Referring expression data
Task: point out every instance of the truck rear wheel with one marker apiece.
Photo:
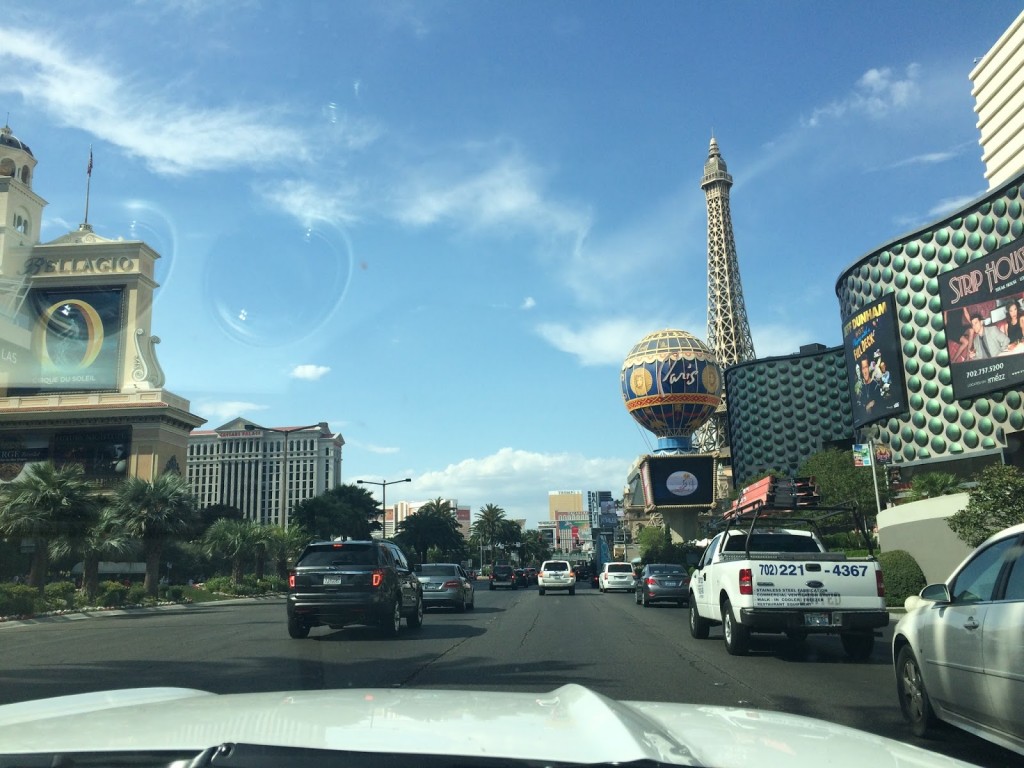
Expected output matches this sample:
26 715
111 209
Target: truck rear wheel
698 626
736 636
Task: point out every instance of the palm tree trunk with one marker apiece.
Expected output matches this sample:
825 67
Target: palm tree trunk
152 582
90 577
40 564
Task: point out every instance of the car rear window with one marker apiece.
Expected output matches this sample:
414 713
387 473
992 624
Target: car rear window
344 554
437 570
666 569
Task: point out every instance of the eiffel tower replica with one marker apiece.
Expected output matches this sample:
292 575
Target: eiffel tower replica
728 329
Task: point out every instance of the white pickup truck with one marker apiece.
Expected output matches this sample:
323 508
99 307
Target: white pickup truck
781 580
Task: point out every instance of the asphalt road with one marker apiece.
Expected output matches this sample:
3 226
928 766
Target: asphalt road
514 640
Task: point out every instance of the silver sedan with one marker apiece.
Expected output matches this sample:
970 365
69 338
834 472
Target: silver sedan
957 651
446 584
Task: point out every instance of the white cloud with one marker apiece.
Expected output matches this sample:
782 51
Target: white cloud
218 412
876 94
506 192
309 372
602 343
518 480
308 202
171 138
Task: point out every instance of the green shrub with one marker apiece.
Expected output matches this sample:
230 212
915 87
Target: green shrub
112 594
137 595
175 593
17 600
59 595
219 584
902 574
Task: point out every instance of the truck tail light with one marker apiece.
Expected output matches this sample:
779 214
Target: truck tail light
745 582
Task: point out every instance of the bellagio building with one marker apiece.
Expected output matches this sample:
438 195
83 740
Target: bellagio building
263 471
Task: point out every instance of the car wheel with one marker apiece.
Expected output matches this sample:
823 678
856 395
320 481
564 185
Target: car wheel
416 620
391 621
913 700
699 628
858 645
736 636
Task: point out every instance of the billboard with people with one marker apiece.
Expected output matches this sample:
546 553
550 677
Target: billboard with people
983 312
870 338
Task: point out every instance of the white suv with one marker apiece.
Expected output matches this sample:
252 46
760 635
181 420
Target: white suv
556 574
616 576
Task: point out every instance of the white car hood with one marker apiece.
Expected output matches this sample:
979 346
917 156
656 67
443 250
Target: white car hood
570 724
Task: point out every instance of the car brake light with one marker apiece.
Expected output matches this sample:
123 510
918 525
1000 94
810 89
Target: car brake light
745 582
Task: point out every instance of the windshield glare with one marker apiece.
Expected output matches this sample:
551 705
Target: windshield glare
377 348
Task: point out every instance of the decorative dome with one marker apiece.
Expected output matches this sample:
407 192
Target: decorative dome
9 139
671 385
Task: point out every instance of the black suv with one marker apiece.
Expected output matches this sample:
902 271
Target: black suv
344 582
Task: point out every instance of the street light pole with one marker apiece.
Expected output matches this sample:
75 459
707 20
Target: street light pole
383 485
283 472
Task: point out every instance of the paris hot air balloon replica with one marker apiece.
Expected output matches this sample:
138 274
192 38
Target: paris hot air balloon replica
671 385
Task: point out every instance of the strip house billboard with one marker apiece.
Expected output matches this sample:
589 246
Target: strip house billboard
982 310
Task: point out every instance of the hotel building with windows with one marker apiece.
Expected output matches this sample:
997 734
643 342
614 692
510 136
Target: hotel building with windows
263 471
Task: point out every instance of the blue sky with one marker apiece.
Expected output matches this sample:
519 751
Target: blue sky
441 226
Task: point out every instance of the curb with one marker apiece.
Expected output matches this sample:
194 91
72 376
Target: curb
78 615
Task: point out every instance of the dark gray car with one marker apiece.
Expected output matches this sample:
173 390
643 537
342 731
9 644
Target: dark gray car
663 583
446 584
337 583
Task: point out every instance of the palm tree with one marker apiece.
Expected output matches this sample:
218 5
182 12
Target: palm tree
155 513
488 524
47 503
233 540
434 524
105 539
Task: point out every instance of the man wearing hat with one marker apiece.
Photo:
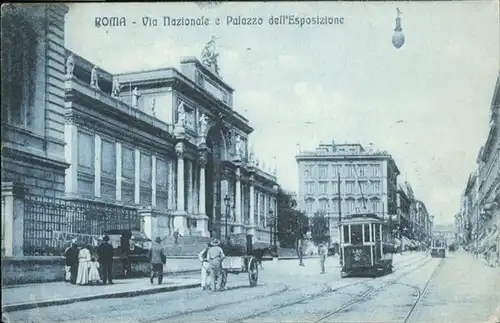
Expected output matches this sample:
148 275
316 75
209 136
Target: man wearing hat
105 254
158 259
215 255
71 255
323 253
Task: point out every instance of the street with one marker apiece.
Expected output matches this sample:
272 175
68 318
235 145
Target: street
422 289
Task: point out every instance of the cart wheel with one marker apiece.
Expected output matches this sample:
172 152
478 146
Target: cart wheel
253 272
223 279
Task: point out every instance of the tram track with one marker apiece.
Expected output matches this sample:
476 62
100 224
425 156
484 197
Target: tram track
371 290
421 292
327 289
282 290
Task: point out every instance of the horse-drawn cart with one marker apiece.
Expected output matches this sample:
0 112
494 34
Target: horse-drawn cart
237 261
238 265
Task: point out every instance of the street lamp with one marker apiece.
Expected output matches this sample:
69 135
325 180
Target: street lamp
398 39
227 202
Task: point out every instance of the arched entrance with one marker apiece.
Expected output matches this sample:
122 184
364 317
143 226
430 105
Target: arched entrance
215 146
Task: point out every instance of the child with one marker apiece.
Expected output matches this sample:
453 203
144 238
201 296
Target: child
94 276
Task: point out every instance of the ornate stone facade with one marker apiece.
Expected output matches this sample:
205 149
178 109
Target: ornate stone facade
179 162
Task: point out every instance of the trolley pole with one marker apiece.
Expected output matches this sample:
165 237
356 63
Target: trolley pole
340 217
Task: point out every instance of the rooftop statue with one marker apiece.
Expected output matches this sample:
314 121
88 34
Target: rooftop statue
203 124
94 78
239 146
115 92
135 97
181 114
70 65
209 55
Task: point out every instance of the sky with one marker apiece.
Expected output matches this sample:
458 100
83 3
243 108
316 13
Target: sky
347 82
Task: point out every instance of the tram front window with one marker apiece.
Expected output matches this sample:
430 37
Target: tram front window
356 234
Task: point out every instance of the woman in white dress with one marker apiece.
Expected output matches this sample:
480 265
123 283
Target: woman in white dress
94 276
83 266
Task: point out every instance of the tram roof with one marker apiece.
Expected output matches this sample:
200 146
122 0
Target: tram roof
361 218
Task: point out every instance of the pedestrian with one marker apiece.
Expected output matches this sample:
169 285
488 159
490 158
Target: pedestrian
300 252
71 255
158 259
204 266
105 254
215 257
323 253
94 276
83 266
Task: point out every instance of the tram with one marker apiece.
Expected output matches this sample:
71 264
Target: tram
438 247
362 249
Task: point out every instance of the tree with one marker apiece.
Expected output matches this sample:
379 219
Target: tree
320 232
292 223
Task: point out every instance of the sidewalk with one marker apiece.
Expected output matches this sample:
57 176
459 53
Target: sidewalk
20 297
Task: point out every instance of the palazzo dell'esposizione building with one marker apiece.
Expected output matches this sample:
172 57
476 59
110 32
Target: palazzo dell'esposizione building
89 151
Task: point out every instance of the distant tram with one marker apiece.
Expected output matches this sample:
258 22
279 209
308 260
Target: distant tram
362 249
438 247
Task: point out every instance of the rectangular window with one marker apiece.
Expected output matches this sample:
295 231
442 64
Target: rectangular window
108 170
128 174
375 170
323 205
86 159
367 232
323 188
309 206
335 187
350 188
364 187
323 171
161 183
362 170
145 179
19 57
310 188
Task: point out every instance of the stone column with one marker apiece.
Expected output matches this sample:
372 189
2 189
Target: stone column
150 219
251 219
71 156
97 165
189 183
202 220
259 201
137 180
238 211
266 209
153 180
180 222
118 171
12 219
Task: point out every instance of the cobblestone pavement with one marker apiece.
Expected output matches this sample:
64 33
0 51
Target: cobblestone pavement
460 289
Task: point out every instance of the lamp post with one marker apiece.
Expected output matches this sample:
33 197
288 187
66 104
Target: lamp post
227 202
271 225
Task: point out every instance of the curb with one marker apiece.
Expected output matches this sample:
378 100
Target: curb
64 301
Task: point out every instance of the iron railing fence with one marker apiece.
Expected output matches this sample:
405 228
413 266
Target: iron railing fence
51 223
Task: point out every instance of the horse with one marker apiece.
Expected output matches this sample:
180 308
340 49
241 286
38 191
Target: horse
258 254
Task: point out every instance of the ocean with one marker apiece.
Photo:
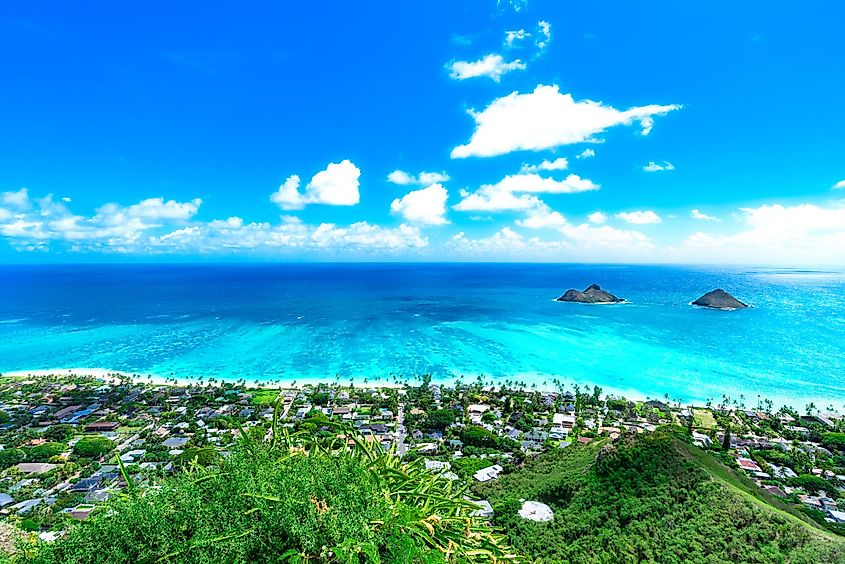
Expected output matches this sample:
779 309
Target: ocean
376 322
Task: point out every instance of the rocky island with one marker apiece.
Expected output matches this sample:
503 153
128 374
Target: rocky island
719 299
592 295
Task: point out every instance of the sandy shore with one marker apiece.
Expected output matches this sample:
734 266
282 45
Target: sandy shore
114 376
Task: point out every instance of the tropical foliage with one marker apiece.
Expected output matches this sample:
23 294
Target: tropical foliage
286 498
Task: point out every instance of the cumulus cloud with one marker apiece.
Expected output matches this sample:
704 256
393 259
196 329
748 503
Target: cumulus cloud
514 192
157 225
158 209
423 178
641 217
544 34
426 206
557 164
516 37
18 199
542 216
802 234
544 119
597 217
698 214
492 66
337 185
655 167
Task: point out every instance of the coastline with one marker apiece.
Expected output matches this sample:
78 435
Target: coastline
113 376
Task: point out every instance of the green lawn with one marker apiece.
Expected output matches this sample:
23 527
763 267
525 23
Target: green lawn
264 397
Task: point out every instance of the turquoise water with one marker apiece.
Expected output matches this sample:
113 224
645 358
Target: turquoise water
316 321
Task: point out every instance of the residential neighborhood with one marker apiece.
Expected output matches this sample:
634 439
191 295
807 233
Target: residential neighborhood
69 444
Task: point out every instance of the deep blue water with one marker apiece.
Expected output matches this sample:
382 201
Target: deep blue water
298 322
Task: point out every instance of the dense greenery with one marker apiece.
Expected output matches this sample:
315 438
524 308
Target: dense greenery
297 501
93 447
649 498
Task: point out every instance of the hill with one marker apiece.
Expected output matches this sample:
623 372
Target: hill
650 498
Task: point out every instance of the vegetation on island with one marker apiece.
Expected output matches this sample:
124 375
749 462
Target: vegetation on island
224 472
289 498
648 498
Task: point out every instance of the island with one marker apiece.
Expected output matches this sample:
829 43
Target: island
719 299
592 295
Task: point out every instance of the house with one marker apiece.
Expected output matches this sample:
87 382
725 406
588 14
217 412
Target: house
101 426
67 411
437 465
175 442
35 467
748 465
489 473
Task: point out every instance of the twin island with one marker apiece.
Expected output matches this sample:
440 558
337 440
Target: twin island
593 294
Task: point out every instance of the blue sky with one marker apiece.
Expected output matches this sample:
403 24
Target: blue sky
555 131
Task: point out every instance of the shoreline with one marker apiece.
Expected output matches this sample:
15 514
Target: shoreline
113 376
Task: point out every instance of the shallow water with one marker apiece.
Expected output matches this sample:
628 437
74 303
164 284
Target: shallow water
297 321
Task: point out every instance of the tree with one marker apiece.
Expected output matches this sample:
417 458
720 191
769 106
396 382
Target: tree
43 453
93 447
438 420
59 433
11 456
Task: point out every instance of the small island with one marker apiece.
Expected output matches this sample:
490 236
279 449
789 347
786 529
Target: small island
719 299
592 295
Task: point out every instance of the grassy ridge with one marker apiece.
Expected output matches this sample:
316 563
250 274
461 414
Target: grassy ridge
650 498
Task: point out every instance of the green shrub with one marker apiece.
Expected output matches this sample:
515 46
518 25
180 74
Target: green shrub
268 503
43 453
93 447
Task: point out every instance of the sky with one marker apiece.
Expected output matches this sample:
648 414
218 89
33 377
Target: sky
484 130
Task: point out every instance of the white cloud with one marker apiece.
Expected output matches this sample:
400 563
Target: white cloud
655 167
156 225
557 164
698 214
492 66
517 36
641 217
542 216
502 195
158 209
18 199
423 178
337 185
802 234
544 119
516 5
426 206
597 217
544 34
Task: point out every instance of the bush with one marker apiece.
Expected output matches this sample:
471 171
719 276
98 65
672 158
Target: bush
59 433
93 447
43 453
479 437
834 441
11 456
266 504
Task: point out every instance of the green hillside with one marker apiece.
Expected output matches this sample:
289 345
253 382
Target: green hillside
302 501
651 498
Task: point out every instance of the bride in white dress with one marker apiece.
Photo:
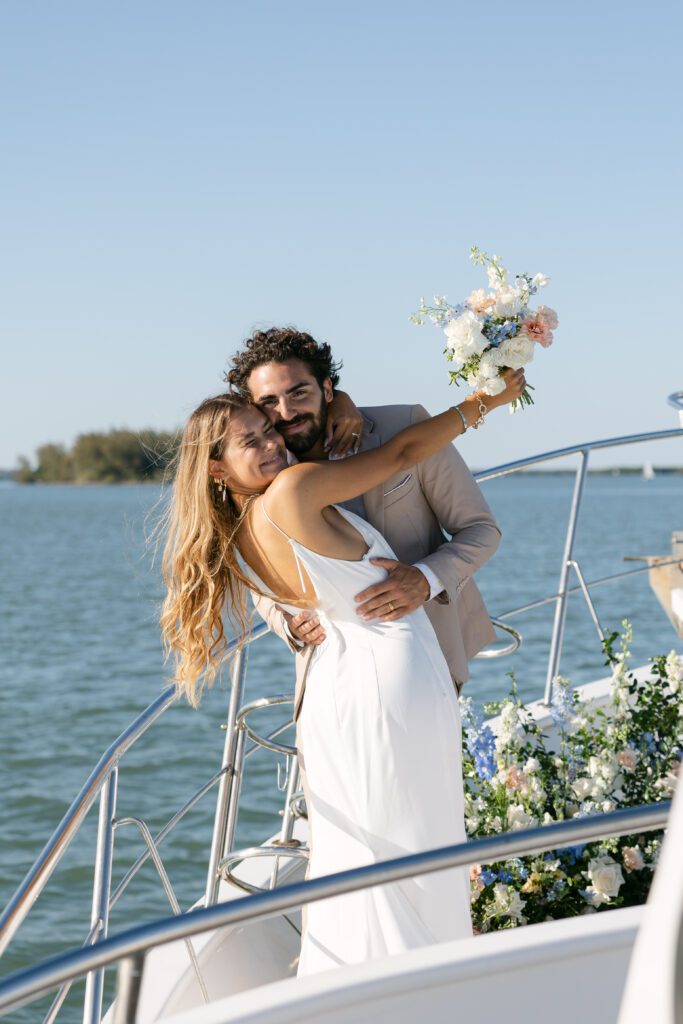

**Exercise aim**
Return only the lines from the start of the data through the line that contains "Task: point out every instance of the car rear", please, copying them exactly and omitting all pictures.

**The answer**
Task: point out every instance of the truck rear wheel with one marker apiece.
Photo:
Expected output matches this sample:
26 715
111 209
Target: truck rear wheel
698 626
736 636
Task: point out every instance of the palm tree trunk with one marker apiece.
Expected output matches this sample:
825 67
Target: palm tree trunk
152 582
90 577
40 564
Task: point out every instance of the car rear window with one marker apiece.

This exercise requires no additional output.